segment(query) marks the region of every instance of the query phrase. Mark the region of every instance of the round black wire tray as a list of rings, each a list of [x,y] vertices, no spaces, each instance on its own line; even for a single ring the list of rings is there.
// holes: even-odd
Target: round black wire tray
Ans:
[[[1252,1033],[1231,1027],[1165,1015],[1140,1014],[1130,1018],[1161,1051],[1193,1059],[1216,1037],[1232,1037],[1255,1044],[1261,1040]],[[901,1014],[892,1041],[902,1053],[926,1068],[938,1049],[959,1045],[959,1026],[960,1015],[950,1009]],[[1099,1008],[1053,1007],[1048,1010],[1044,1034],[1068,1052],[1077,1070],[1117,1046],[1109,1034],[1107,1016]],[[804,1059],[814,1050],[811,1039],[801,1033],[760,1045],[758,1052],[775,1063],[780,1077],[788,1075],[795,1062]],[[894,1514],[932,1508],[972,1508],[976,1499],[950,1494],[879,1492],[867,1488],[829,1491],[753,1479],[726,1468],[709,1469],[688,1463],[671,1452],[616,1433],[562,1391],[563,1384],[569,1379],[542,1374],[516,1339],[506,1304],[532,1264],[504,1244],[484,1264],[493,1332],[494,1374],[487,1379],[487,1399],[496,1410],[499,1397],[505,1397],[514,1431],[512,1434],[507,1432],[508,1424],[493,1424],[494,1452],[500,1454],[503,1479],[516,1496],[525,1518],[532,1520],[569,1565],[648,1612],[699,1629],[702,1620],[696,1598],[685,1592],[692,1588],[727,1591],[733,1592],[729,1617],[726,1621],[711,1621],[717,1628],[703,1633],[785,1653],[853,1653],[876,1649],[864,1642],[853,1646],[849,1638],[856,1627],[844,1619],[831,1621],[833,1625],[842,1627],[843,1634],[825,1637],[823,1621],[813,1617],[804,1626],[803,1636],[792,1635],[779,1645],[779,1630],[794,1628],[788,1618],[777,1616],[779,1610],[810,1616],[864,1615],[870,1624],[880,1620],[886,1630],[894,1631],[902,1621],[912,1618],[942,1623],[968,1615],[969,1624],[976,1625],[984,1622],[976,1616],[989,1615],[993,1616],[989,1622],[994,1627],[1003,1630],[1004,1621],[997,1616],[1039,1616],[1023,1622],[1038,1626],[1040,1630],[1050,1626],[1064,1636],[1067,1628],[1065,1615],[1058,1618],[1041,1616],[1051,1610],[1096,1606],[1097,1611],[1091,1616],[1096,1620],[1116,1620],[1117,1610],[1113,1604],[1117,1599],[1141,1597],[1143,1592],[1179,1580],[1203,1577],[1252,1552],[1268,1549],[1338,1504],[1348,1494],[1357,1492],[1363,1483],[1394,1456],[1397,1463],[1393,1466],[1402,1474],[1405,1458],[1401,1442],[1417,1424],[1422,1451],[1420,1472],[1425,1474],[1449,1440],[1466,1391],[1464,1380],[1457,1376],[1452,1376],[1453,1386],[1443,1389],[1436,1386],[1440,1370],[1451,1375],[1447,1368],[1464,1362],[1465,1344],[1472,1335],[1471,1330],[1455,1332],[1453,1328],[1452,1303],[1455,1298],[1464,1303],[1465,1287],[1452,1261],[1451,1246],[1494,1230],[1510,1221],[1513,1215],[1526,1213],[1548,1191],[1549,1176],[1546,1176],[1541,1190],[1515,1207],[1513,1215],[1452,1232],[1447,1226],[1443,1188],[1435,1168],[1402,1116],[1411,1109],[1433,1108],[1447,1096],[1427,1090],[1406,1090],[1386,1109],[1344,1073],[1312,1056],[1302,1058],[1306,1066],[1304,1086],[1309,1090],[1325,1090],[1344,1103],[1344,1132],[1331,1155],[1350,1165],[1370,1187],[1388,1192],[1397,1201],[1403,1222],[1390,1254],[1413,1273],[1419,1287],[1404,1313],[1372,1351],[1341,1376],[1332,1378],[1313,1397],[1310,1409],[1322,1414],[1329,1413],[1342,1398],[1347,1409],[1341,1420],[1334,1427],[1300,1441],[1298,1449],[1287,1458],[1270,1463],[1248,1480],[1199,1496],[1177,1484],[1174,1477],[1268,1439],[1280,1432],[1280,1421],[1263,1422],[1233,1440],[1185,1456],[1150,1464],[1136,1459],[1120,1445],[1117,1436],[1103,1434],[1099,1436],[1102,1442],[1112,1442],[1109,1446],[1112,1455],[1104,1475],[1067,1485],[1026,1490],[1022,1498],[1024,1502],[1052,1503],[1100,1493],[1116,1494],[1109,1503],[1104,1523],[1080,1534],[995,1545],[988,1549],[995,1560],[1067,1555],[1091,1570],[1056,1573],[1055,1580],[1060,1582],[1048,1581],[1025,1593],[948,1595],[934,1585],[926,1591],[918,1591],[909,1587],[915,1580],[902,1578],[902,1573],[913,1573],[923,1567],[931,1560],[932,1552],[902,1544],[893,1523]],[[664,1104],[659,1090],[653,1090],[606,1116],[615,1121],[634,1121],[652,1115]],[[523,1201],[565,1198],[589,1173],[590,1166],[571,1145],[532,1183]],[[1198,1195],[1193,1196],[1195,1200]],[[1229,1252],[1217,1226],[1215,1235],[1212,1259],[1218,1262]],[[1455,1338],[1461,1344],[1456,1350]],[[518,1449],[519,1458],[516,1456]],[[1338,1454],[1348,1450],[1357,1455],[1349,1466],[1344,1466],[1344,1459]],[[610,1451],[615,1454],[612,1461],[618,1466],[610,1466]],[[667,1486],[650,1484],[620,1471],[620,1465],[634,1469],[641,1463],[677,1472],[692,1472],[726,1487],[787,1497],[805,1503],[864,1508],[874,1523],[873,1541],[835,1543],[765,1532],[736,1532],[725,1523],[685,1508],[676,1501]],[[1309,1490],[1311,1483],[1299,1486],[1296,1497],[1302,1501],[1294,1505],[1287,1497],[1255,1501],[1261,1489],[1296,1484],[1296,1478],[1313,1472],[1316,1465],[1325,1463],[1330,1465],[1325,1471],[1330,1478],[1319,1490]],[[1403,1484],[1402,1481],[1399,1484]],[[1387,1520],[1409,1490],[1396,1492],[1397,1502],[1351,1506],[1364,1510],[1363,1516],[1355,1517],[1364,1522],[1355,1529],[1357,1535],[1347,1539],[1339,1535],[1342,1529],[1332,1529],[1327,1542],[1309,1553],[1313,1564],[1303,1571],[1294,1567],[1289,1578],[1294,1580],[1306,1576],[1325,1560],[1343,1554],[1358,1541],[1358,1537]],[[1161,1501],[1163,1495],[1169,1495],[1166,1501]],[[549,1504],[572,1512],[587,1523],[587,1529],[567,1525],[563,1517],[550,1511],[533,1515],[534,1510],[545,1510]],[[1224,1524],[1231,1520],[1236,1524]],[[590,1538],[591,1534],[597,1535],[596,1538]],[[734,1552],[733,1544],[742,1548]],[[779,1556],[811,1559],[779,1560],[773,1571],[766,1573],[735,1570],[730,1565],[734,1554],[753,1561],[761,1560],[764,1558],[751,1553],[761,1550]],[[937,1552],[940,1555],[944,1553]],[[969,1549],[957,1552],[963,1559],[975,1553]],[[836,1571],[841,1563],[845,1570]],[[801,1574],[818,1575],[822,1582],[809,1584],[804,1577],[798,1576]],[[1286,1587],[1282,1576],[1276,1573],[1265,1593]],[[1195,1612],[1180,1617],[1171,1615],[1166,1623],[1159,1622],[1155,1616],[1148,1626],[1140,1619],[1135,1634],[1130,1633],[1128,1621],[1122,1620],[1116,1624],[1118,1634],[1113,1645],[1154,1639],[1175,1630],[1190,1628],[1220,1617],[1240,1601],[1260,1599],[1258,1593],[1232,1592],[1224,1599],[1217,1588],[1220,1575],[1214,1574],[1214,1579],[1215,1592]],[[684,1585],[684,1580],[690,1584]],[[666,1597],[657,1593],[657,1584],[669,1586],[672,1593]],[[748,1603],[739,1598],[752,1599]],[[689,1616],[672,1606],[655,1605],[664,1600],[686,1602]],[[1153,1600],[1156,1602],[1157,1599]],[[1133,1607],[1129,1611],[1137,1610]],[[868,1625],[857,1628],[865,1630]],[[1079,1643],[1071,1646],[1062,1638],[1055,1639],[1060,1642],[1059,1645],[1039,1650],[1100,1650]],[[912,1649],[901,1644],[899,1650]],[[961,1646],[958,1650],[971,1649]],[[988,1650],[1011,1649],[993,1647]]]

- - - - -

[Description of the task]
Go through the lines above. Select every one that has the string "round".

[Finished task]
segment(query) marks the region of every instance of the query phrase. Mark the region of every instance of the round black wire tray as a list of rings, each a list of [x,y] vertices, no spaces, each instance on its own line; even for a single ring the list of rings is there.
Target: round black wire tray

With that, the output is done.